::: INPUT DATA :::

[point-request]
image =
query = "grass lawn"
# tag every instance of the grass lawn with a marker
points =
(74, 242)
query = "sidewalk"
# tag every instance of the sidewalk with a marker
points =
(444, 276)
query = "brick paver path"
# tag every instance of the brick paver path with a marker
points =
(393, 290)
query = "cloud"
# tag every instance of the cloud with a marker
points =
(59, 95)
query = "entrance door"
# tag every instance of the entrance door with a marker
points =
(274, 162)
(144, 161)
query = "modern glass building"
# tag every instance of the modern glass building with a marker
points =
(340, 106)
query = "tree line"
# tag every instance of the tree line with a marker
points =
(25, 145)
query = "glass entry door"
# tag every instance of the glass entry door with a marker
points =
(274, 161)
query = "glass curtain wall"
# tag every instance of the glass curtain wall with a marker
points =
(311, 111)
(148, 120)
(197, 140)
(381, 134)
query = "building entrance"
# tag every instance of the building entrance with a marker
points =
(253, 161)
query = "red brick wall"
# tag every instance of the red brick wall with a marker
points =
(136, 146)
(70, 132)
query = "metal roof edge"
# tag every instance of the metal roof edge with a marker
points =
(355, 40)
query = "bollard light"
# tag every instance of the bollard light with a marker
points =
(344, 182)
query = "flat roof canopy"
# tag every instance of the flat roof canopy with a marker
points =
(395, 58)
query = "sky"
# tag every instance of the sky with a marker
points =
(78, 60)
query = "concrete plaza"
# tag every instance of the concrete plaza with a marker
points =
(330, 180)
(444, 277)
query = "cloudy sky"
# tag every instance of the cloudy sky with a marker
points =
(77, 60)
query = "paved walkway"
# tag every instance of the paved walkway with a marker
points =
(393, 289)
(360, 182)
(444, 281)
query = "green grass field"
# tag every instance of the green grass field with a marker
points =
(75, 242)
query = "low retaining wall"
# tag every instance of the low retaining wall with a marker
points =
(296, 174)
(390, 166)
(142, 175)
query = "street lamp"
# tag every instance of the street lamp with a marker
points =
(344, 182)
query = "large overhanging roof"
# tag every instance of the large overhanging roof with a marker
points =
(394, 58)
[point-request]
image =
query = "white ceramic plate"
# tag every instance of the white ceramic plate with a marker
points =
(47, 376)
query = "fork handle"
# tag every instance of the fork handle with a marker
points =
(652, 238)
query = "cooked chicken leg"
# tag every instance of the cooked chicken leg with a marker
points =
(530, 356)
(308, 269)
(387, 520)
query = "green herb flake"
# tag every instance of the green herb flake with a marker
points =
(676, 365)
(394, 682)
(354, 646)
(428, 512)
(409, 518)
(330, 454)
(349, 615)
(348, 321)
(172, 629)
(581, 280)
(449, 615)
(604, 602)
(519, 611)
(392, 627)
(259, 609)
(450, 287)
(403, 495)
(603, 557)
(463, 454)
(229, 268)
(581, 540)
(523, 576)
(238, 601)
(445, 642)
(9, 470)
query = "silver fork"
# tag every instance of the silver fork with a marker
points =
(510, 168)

:::

_EXERCISE_.
Reproduce all of the material above word for word.

_EXERCISE ANSWER_.
[point-request]
image =
query = "grass lawn"
# tag every instance of the grass lawn with a marker
points =
(74, 242)
query = "sidewalk"
# tag every instance of the sidewalk with a marker
points =
(444, 276)
query = "brick paver path"
# tag every instance of the brick paver path with a marker
points =
(393, 290)
query = "cloud"
# tag every instance of the cloud with a marker
points =
(59, 95)
query = "entrance door"
# tag every instance of the entrance door with a marker
points =
(274, 162)
(144, 161)
query = "modern glass building"
# tag every instance of the modern glass building with a marker
points =
(340, 106)
query = "tree line"
# tag every instance of the tree line with a marker
points =
(25, 145)
query = "glass entry door"
# tag every instance of the glass entry door with a marker
points =
(274, 161)
query = "glass curtain wall"
# tag every instance of the glass curtain wall with a marker
points =
(311, 111)
(148, 120)
(197, 140)
(381, 134)
query = "building entrance"
# tag every instance of the building entrance with a marker
points =
(253, 161)
query = "red brick wall"
# tag every instance of the red brick wall with a marker
points =
(136, 146)
(70, 132)
query = "metal roof edge"
# tag every instance of the metal roof edge with a marker
points =
(355, 40)
query = "bollard light"
# tag every instance of the bollard light with a marker
points =
(344, 182)
query = "flat roof canopy"
# tag every instance of the flat roof canopy with a marker
points =
(395, 58)
query = "sky"
# tag every instance of the sky with a marker
points =
(78, 60)
query = "concrete plaza"
# tag every instance of the concrete plaza with a marker
points =
(330, 180)
(444, 277)
query = "cloudy sky"
# tag every instance of the cloudy sky with a marker
points =
(77, 60)
query = "paved walkway"
# tag every instance of the paved walkway with a marker
points =
(393, 289)
(360, 182)
(444, 281)
query = "green grass field"
# tag every instance of the green grass field with a marker
points =
(75, 242)
query = "low retaining wall"
# tag every instance of the low retaining wall with a marker
points =
(296, 174)
(390, 166)
(142, 175)
query = "street lamp"
# tag every instance of the street lamp with a marker
points =
(344, 182)
query = "large overhanging roof"
# tag every instance of the large overhanging roof with a marker
points =
(394, 58)
[point-request]
image =
query = "white ceramic plate"
# tag every instance of the white ceramic plate with a marker
points =
(47, 376)
query = "fork handle"
# tag every instance of the fork handle with a marker
points =
(652, 238)
query = "cooked chicken leg"
# tag every instance of the cooked chicken leg with a marker
points =
(530, 356)
(308, 269)
(387, 520)
query = "green herb flake"
# tag every instance of the green herb flake with a marker
points =
(676, 365)
(394, 682)
(354, 646)
(428, 512)
(409, 518)
(330, 454)
(349, 615)
(348, 321)
(172, 629)
(581, 280)
(449, 615)
(604, 602)
(519, 611)
(392, 627)
(259, 609)
(450, 287)
(403, 495)
(603, 557)
(463, 454)
(229, 268)
(581, 540)
(523, 576)
(238, 601)
(445, 642)
(9, 470)
query = "silver fork"
# tag every instance of the silver fork with a marker
points =
(510, 168)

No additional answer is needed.